*** GIVEN DATA ***

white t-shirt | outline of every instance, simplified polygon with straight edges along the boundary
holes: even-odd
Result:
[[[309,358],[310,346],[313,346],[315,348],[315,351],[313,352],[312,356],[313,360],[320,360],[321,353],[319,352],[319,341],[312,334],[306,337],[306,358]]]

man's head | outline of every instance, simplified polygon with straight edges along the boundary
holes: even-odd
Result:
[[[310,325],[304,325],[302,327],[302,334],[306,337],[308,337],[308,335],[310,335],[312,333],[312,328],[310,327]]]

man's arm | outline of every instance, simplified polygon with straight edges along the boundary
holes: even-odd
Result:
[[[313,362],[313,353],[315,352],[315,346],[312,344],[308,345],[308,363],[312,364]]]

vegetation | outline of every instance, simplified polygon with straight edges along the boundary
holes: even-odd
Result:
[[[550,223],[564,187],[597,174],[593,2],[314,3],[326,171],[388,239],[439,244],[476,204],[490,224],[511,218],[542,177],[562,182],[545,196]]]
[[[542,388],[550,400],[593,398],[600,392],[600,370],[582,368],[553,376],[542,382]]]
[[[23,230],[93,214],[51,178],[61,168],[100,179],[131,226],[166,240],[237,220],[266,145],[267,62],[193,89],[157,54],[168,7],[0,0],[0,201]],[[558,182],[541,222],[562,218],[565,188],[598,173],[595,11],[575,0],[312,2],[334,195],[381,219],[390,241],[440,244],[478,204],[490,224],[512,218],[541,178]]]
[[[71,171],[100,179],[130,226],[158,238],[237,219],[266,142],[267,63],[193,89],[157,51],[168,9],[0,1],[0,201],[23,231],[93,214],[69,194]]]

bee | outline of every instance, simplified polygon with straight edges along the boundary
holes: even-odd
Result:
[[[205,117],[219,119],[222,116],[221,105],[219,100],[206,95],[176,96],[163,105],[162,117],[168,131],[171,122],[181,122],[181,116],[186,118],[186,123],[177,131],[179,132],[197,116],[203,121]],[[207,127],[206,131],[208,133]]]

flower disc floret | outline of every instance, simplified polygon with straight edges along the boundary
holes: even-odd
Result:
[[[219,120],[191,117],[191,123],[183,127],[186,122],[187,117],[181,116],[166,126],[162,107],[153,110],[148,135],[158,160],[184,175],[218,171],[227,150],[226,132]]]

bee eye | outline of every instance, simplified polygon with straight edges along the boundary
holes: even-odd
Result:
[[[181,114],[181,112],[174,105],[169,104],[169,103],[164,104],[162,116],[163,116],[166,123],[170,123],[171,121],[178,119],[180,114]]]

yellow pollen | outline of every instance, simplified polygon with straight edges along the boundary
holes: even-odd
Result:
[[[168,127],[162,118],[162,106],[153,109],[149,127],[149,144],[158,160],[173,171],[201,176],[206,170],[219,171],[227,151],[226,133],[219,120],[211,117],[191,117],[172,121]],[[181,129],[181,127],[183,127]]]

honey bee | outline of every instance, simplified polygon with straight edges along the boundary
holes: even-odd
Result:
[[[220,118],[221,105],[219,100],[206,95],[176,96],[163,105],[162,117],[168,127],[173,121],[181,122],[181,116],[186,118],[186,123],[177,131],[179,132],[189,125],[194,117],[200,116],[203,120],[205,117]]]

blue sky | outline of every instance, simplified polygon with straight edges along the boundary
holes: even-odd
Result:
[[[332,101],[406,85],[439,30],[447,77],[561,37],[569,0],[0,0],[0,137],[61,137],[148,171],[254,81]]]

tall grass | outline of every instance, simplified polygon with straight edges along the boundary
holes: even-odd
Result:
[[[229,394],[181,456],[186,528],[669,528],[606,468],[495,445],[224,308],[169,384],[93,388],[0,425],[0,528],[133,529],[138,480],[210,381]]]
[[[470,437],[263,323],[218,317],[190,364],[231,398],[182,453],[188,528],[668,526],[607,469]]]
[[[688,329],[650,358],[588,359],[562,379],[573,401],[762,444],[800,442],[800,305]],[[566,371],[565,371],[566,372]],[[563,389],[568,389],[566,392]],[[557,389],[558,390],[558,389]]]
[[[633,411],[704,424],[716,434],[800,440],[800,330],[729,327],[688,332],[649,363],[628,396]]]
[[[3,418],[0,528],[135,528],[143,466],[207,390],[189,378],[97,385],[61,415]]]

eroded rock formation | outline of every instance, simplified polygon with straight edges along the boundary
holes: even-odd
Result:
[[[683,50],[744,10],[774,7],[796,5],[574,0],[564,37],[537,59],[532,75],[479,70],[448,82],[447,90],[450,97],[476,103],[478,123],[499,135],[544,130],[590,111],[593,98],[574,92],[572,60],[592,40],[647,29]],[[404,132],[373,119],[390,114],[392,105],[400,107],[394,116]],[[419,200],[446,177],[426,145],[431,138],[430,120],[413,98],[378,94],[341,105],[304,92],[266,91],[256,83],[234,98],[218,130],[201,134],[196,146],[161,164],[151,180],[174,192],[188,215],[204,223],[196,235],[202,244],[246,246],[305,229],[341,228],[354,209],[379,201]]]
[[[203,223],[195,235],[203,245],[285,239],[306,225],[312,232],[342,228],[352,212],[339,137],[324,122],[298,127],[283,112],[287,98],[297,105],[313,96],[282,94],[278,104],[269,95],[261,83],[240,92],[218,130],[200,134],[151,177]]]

*** End of GIVEN DATA ***

The full set of entries must be restated exactly, with none omitted.

white t-shirt | outline of every instance, simplified polygon with straight edges along the boundary
holes: even-odd
Result:
[[[309,358],[310,346],[313,346],[315,348],[315,351],[313,352],[312,356],[313,360],[320,360],[321,353],[319,352],[319,341],[312,334],[306,337],[306,358]]]

man's head | outline of every instance, simplified polygon with straight edges along the boundary
holes: even-odd
Result:
[[[310,325],[304,325],[302,327],[302,334],[306,337],[308,337],[308,335],[310,335],[312,333],[312,328],[310,327]]]

man's arm | outline of every instance, simplified polygon with straight edges along the boundary
holes: even-odd
Result:
[[[313,362],[313,353],[315,352],[315,346],[312,344],[308,345],[308,363],[312,364]]]

vegetation | outline of every instance, simplified polygon with straight edges along the boundary
holes: even-odd
Result:
[[[550,223],[564,187],[597,174],[593,2],[314,3],[326,171],[388,239],[439,244],[476,204],[490,224],[511,218],[542,177],[562,182],[545,196]]]
[[[542,388],[550,400],[593,398],[600,392],[600,370],[582,368],[553,376],[542,382]]]
[[[23,230],[93,214],[51,178],[61,168],[100,179],[131,226],[166,240],[237,220],[266,145],[267,62],[193,89],[157,54],[168,7],[0,0],[0,201]],[[558,182],[541,222],[562,218],[565,188],[598,173],[595,11],[575,0],[312,2],[334,195],[381,219],[390,241],[440,244],[478,204],[490,224],[512,218],[541,178]]]
[[[71,171],[100,179],[130,226],[158,238],[237,219],[266,142],[267,63],[193,89],[157,51],[168,9],[0,1],[0,201],[23,231],[93,214],[69,194]]]

bee | outline of every instance, simplified polygon with straight edges along the boundary
holes: even-odd
Result:
[[[205,117],[219,119],[222,116],[221,105],[219,100],[206,95],[176,96],[163,105],[162,117],[168,131],[171,122],[181,122],[181,116],[186,118],[186,123],[177,131],[179,132],[197,116],[203,121]],[[207,127],[206,131],[208,133]]]

flower disc floret | outline of every instance, simplified polygon with straight edges along the boundary
holes: even-odd
Result:
[[[219,120],[191,117],[191,123],[183,127],[186,122],[187,117],[181,116],[166,126],[162,107],[153,110],[148,135],[158,160],[184,175],[218,171],[227,150],[226,132]]]

bee eye | outline of every instance, simplified polygon with straight edges along the boundary
holes: even-odd
Result:
[[[181,114],[181,112],[174,105],[169,104],[169,103],[164,104],[162,116],[163,116],[166,123],[170,123],[171,121],[178,119],[180,114]]]

yellow pollen | outline of every instance, simplified polygon with straight edges along the boundary
holes: even-odd
Result:
[[[168,127],[162,118],[162,106],[153,109],[149,127],[149,144],[158,160],[173,171],[201,176],[206,170],[219,171],[227,151],[226,133],[219,120],[211,117],[191,117],[172,121]],[[181,129],[181,127],[183,127]]]

honey bee | outline of every instance, simplified polygon with straight edges along the boundary
holes: even-odd
Result:
[[[220,118],[221,105],[219,100],[206,95],[176,96],[163,105],[162,117],[168,127],[173,121],[181,122],[181,116],[186,118],[186,123],[177,131],[179,132],[189,125],[194,117],[200,116],[203,120],[205,117]]]

blue sky | outline of every instance, simplified polygon with straight edges along the boundary
holes: even-odd
Result:
[[[332,101],[406,85],[439,30],[447,77],[561,37],[569,0],[0,0],[0,137],[61,137],[148,171],[254,81]]]

tall grass | outline of every instance, simplified polygon with straight edges along the boundary
holes: even-odd
Result:
[[[229,394],[181,456],[186,528],[669,528],[606,468],[495,445],[224,308],[169,384],[93,388],[0,425],[0,528],[133,529],[138,480],[210,381]]]
[[[470,437],[263,323],[218,317],[190,364],[231,398],[182,453],[188,528],[668,526],[607,469]]]
[[[688,329],[650,358],[588,359],[562,379],[573,401],[762,444],[800,442],[800,305]],[[566,371],[565,371],[566,372]],[[563,389],[568,389],[566,392]],[[557,389],[558,390],[558,389]]]
[[[633,411],[704,424],[716,434],[800,440],[800,330],[729,327],[688,332],[649,363],[628,396]]]
[[[3,418],[0,528],[135,528],[143,466],[207,390],[189,378],[97,385],[61,415]]]

eroded rock formation | outline of every instance, simplified polygon with straight edges along the boundary
holes: even-odd
Result:
[[[683,50],[744,10],[774,7],[796,5],[574,0],[564,37],[537,59],[532,75],[479,70],[448,82],[447,90],[450,97],[476,103],[478,123],[499,135],[544,130],[590,111],[593,98],[574,92],[572,60],[592,40],[647,29]],[[404,132],[373,119],[390,114],[392,105],[400,107],[394,116]],[[419,200],[446,177],[426,145],[431,138],[430,120],[413,98],[378,94],[341,105],[304,92],[266,91],[256,83],[234,98],[218,130],[201,134],[196,146],[161,164],[151,180],[174,192],[188,215],[204,223],[196,235],[202,244],[246,246],[305,229],[341,228],[354,209],[379,201]]]
[[[203,223],[195,235],[203,245],[285,239],[306,225],[312,232],[342,228],[352,212],[339,137],[324,122],[298,127],[283,112],[287,98],[297,105],[313,96],[282,94],[278,104],[269,95],[261,83],[240,92],[218,130],[200,134],[151,177]]]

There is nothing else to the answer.